### [SHORT PROBLEM]
Lay out the records between the line holding "Task: locate the dog's front" and the line holding "270;691;330;744", inclusive, as a Markdown table with the columns Row and Record line. Number each row and skip any blank lines.

=-=-=

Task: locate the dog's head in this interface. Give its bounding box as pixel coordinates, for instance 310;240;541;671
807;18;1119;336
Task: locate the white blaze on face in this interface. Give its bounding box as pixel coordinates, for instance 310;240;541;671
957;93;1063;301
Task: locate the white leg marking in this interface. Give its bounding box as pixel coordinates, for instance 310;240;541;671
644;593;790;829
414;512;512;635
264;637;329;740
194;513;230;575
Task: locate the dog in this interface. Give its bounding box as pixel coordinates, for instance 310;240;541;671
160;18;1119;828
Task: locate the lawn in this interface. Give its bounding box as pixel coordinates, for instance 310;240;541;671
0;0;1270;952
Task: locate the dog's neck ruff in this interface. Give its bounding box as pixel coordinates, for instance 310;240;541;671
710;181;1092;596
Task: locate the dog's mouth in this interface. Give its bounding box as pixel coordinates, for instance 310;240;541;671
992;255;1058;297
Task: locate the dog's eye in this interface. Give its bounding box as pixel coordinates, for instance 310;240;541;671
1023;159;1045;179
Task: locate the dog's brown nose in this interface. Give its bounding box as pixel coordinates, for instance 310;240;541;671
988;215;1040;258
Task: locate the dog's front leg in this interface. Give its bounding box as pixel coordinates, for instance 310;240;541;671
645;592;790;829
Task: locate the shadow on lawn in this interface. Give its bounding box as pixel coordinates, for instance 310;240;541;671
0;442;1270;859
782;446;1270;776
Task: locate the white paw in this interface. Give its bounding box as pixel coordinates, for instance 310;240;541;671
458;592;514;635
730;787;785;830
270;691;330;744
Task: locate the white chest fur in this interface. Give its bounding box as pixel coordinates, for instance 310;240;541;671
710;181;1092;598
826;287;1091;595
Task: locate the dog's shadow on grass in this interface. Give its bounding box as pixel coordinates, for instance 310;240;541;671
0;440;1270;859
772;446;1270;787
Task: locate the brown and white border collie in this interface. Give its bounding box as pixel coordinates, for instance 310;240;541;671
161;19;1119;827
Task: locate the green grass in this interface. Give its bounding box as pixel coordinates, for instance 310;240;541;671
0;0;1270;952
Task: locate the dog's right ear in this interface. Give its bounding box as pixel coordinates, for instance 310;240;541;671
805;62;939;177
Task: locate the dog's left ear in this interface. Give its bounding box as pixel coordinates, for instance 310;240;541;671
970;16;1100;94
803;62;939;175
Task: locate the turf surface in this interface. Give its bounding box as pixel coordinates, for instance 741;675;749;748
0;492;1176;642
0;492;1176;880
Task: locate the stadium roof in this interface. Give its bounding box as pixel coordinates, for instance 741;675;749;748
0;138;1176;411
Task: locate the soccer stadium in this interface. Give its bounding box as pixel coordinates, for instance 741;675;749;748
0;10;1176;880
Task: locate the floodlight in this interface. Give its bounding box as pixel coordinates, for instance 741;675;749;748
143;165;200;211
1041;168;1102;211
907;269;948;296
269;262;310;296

=-=-=

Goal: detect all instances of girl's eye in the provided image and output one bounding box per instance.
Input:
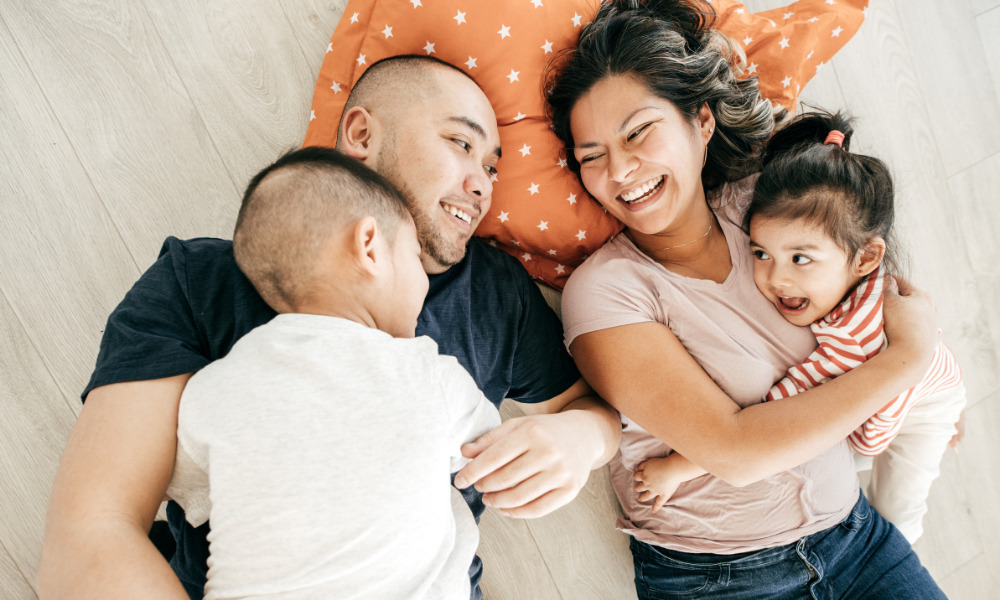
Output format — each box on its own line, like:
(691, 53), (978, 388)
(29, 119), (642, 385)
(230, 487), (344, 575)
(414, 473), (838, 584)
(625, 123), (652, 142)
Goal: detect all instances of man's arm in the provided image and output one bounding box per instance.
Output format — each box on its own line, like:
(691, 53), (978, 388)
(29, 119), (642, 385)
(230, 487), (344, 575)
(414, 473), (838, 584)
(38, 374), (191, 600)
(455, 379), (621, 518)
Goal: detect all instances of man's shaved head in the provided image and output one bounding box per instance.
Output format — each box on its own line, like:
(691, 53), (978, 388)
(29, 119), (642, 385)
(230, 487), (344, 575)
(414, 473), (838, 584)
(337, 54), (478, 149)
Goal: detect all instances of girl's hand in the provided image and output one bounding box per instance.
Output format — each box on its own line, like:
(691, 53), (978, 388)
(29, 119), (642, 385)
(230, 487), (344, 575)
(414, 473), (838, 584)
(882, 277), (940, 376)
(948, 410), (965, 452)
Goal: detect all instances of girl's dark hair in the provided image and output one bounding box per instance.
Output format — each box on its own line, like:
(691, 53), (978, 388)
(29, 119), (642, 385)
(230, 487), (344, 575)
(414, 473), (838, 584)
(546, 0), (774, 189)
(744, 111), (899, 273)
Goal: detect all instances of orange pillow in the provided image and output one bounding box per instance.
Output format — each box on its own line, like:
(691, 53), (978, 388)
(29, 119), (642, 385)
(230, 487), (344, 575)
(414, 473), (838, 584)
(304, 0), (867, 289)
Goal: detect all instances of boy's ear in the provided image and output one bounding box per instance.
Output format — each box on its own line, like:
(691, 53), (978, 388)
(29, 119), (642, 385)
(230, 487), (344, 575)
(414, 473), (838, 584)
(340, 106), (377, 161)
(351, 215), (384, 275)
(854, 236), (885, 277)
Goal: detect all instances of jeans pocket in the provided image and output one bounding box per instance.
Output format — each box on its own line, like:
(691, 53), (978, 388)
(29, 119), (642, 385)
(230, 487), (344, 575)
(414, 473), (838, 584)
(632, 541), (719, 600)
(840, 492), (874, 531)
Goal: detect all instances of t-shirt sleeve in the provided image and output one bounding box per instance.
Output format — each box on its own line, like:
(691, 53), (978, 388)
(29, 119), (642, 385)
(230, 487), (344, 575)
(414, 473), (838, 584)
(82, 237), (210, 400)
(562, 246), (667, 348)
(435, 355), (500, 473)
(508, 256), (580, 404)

=-=-=

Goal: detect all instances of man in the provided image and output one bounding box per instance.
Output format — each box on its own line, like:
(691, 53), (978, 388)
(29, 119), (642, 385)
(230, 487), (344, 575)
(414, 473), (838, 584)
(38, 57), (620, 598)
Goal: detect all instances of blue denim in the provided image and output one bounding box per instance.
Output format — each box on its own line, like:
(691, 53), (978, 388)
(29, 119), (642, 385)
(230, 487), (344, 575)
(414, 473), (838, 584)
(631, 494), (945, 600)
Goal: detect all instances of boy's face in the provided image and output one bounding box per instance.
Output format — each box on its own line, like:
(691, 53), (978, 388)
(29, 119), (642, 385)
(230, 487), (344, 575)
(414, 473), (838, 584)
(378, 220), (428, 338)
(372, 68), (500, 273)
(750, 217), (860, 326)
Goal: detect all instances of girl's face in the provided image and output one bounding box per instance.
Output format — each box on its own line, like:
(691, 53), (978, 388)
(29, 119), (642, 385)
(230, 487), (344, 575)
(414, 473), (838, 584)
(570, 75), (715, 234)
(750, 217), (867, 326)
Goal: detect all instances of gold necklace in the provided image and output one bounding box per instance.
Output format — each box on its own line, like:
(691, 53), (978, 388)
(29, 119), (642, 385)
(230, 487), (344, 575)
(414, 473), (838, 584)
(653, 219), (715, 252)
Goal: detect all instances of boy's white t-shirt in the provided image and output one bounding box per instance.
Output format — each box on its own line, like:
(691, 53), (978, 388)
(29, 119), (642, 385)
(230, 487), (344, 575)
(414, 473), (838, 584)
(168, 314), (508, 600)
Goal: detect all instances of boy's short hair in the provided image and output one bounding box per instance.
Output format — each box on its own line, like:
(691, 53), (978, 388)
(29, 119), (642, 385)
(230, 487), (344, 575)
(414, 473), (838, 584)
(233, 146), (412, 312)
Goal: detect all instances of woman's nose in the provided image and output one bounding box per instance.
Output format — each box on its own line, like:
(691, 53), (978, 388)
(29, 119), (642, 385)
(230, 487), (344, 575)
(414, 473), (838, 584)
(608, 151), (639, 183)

=-=-=

### [RESULT BELOW]
| Row | Record line |
|---|---|
| 1 | Task: locate the dog's front leg in this interface. Give its bounding box as pixel coordinates, for instance 310;240;541;671 |
| 2 | 645;592;790;829 |
| 3 | Task: locate the shadow on lawn in this interface. Give its bounding box as pixel coordinates, for instance 310;240;541;671 |
| 4 | 0;442;1270;859 |
| 5 | 782;446;1270;776 |
| 6 | Task: locate the white paw in this interface. Give its bounding box as pixel coordinates, for instance 310;240;541;671 |
| 7 | 458;592;514;635 |
| 8 | 730;787;785;830 |
| 9 | 270;691;330;744 |